# INSTRUCTIONS FOR THE TASK
Reproduce the records verbatim, beginning with the first line and continuing through the line containing "[0,36,43,52]", both included.

Saved dataset items

"""

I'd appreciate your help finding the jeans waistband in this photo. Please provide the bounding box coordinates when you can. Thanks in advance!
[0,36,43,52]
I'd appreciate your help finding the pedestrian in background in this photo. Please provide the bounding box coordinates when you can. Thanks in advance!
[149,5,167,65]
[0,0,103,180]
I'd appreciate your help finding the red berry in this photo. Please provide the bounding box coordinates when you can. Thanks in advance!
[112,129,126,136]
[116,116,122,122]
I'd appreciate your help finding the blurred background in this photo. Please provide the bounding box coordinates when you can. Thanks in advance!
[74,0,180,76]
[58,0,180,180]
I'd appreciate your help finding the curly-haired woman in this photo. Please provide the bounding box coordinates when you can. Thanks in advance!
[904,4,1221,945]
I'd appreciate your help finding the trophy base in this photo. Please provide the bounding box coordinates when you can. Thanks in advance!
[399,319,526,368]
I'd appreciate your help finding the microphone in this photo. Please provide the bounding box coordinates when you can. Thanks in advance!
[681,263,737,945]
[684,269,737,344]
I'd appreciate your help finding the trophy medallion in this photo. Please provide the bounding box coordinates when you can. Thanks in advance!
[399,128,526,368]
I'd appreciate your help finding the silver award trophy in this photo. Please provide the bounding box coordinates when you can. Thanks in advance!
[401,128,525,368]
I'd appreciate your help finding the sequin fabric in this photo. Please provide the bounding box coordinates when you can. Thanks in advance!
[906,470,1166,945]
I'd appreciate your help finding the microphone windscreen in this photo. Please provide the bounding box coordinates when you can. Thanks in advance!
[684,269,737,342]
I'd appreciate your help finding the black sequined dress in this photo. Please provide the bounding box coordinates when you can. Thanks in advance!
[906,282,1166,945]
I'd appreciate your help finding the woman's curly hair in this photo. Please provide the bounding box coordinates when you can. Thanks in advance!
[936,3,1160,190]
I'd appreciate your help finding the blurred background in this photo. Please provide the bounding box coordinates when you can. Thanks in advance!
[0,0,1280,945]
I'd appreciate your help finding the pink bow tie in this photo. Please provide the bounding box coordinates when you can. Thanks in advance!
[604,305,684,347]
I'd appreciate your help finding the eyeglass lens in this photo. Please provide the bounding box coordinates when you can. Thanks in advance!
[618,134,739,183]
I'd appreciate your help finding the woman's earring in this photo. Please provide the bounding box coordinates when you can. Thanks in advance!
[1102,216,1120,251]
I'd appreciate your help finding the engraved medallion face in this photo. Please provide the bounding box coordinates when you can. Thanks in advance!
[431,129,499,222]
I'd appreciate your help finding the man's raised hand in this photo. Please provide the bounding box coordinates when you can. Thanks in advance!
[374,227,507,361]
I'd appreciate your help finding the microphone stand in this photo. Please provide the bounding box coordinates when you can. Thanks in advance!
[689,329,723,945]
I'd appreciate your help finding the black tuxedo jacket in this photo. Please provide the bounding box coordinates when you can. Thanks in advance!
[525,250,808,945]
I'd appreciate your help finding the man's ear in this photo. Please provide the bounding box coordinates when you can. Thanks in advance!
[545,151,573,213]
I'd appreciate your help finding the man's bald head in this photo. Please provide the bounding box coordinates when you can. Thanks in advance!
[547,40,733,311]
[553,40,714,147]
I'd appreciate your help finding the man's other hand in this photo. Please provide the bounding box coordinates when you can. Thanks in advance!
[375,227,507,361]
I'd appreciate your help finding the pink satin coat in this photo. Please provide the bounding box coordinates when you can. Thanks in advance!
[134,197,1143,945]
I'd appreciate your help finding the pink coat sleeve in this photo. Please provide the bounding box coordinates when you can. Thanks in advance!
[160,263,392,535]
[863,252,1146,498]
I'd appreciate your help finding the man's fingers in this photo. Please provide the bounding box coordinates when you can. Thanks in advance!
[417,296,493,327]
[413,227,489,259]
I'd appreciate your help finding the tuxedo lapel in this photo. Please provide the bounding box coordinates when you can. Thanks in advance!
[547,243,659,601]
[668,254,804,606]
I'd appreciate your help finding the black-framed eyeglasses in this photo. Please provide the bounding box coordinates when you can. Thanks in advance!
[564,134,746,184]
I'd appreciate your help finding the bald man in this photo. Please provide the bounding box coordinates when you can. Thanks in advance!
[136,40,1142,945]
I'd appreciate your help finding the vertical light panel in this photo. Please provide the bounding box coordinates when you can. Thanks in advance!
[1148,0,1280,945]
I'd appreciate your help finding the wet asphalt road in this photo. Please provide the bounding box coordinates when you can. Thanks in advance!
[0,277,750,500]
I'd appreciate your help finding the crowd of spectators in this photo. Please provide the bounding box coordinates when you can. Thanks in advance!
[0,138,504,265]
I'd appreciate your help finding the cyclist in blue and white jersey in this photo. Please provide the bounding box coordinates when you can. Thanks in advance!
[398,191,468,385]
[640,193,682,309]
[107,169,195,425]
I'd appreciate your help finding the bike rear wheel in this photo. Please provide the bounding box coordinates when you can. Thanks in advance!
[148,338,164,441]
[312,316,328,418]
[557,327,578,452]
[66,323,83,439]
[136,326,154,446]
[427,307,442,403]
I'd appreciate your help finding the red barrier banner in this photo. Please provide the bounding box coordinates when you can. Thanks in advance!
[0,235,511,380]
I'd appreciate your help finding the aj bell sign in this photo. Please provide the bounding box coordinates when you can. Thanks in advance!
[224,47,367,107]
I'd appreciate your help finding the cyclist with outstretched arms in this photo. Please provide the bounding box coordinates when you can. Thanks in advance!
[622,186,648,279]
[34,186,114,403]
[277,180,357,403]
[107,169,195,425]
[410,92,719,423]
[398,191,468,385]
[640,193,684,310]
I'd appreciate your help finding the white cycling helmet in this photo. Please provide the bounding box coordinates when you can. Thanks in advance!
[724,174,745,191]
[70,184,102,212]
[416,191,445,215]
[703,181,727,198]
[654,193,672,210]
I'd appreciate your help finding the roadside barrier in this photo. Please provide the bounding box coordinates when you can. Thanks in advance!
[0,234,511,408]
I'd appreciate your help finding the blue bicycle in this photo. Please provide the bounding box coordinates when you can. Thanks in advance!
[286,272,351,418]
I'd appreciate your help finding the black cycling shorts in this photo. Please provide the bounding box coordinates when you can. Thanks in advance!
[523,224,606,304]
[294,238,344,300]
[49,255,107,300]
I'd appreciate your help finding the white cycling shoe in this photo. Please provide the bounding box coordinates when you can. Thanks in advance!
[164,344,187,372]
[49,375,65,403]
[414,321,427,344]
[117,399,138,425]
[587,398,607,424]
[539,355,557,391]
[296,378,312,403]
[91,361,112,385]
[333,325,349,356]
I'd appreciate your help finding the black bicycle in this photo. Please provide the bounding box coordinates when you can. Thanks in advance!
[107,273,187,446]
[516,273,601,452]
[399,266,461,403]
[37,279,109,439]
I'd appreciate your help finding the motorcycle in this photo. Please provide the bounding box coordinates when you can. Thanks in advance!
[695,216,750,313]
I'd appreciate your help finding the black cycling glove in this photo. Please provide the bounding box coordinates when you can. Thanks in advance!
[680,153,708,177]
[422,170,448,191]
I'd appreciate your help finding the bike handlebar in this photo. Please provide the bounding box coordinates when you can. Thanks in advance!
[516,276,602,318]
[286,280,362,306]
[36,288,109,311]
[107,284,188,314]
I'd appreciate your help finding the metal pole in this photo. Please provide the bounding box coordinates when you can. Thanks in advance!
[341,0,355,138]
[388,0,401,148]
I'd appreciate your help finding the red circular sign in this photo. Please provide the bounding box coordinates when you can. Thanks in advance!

"""

# FULL SOLUTION
I'd appreciate your help finding the jeans waistband in this photo. Please provide the bounding box coordinates when you can. Thanks in advance!
[0,36,43,52]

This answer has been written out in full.